REQUIRED WORK: Please transcribe, word for word, the line containing "segment --target concrete" and every line after it through the end of the records below, and nothing else.

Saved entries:
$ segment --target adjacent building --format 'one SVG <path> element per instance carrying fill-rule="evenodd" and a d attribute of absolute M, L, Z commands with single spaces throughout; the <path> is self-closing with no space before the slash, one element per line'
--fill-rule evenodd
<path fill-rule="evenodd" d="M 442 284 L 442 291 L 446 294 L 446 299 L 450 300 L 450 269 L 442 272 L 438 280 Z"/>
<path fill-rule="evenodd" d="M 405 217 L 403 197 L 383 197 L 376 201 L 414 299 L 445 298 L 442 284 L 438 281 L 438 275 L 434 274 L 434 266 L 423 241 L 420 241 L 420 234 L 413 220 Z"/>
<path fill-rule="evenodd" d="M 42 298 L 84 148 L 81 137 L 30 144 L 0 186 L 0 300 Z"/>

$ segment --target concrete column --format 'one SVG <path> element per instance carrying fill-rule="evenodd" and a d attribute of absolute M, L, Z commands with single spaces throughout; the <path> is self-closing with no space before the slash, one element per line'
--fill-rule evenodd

RESULT OF THIS TASK:
$ segment --target concrete column --format 'one SVG <path> element per instance carrying fill-rule="evenodd" and a d attribute of absolute M, L, Z commands with single spaces throughout; the <path> is self-closing with no space before the slash, one element per line'
--fill-rule evenodd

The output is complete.